_Quoted text_.
Is x 0 ? (1) |x + 3|

Question

Is x > 0 ?

(1) |x + 3| < 4
(2) |x - 3| < 4

Bunuel · Accepted Answer

Is x > 0 ?

(1) |x+3| < 4
-4 < x + 3 < 4
-7 < x < 1.

Not sufficient.

(2) |x-3| < 4
-4 < x - 3 < 4
-1 < x < 7.

Not sufficient.

(1)+(2) Overlap of the ranges from (1) and (2) is -1 < x < 1. So, x can be negative as well as positive. Not sufficient.

Answer: E.

amanvermagmat · Answer

(1) |x-(-3)| < 4 
This also means that distance of 'x' from '-3' on the number line is within 4 steps. So x is within 4 steps to right and left of -3. 4 steps to right of -3 is 1 and 4 steps to the left of -3 is -7. Thus x lies between -7 and 1. So x could be either positive or negative.  Not sufficient .

(2) |x - 3| < 4 
This also means that distance of 'x' from '3' on the number line is within 4 steps. So x is within 4 steps to right and left of 3. 4 steps to right of 3 is 7 and 4 steps to the left of 3 is -1. Thus x lies between -1 and 7. So x could be either positive or negative.  Not sufficient .

After combining the two statements, x could lie between -1 and 1 (this is the only area on the number line which x can take if it has to satisfy both statement 1 and statement 2 conditions). 
But still between -1 and 1, x could be negative or 0 or positive. So  not sufficient .

Hence  E answer

101mba101 · Answer

Hi Bunuel,

I have a very basic doubt here.

On combining the statements 1 & 2, how did you get the range of x as  -1 < x < 1  ? Why can't the range of x be  -7 < x < 7  ?

amanvermagmat · Answer

HEllo

First statement concludes that -7 < x < 1. It means 'x' is a number which is greater than -7 but less than 1. 
Second statement concludes that -1 < x < 7. This means that 'x' is a number which is greater than -1 but less than 7.

Now, combining the two statements. what is common about x? From first, x should be greater than -7 and from second x should be greater than -1. So if a number is both greater than -7 as well as greater than -1, then it has to be greater than -1 (which is the common part). 
Similarly, from first x is less than 1 and from second x is less than 7. So if a number is lesser than 1 as well as lesser than 7, then it must be lesser than 1 (which is the common part).

hero_with_1000_faces · Answer

Hi  Bunuel ,

When statements (1)+(2) -1 < x < 1. that means x has to be "0", however it is not mentioned in the question that "X" is a Integer, so this is insufficient correct ?

_Provided data_.

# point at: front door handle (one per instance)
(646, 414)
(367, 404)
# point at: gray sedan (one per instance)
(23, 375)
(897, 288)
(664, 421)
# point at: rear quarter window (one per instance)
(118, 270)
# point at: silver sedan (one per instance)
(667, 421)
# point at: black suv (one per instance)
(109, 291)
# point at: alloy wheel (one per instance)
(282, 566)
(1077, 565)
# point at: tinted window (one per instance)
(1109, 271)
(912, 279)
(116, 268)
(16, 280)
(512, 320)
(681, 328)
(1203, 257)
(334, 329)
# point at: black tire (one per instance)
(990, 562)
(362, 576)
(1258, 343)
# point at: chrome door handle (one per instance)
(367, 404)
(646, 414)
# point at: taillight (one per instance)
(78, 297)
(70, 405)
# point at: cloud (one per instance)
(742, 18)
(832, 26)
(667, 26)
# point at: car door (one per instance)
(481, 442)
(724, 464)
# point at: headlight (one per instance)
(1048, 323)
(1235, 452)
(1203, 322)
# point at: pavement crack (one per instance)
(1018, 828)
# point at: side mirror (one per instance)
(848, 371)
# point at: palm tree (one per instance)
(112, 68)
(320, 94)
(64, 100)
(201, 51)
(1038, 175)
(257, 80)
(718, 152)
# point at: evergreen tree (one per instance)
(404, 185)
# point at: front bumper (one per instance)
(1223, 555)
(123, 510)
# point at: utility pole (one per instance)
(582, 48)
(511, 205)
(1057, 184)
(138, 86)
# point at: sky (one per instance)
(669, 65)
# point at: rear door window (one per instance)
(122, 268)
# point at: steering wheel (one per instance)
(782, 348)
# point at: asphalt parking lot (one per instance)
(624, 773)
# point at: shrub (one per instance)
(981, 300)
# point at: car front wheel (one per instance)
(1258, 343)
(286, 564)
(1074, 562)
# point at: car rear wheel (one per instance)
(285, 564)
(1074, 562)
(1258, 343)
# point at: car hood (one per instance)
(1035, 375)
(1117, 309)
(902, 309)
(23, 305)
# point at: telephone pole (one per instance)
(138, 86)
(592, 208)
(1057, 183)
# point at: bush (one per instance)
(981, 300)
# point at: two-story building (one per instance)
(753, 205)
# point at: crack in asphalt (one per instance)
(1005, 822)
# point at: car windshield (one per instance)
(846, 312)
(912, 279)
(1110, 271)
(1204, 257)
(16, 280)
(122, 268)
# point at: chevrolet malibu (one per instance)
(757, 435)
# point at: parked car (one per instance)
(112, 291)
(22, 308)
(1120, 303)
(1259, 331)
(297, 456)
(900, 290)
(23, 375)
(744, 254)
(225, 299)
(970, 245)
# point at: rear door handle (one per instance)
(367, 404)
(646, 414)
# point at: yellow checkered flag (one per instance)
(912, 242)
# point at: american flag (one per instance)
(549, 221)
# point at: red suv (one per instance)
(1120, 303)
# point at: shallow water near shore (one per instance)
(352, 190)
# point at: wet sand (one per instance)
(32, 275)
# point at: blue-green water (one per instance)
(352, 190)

_Tasks and exercises_.
[1] Transcribe the part of the inequality thread that opens with the words containing "On combining the" and closes with "but less than 7.".
[2] In the inequality thread, what range for x does Bunuel get by combining statements (1) and (2)?
The rows that appear after the inequality thread are separate material with no connection to it.

_Answers in order_.
[1]
On combining the statements 1 & 2, how did you get the range of x as  -1 < x < 1  ? Why can't the range of x be  -7 < x < 7  ?

amanvermagmat · Answer

HEllo

First statement concludes that -7 < x < 1. It means 'x' is a number which is greater than -7 but less than 1. 
Second statement concludes that -1 < x < 7. This means that 'x' is a number which is greater than -1 but less than 7.

[2] -1 < x < 1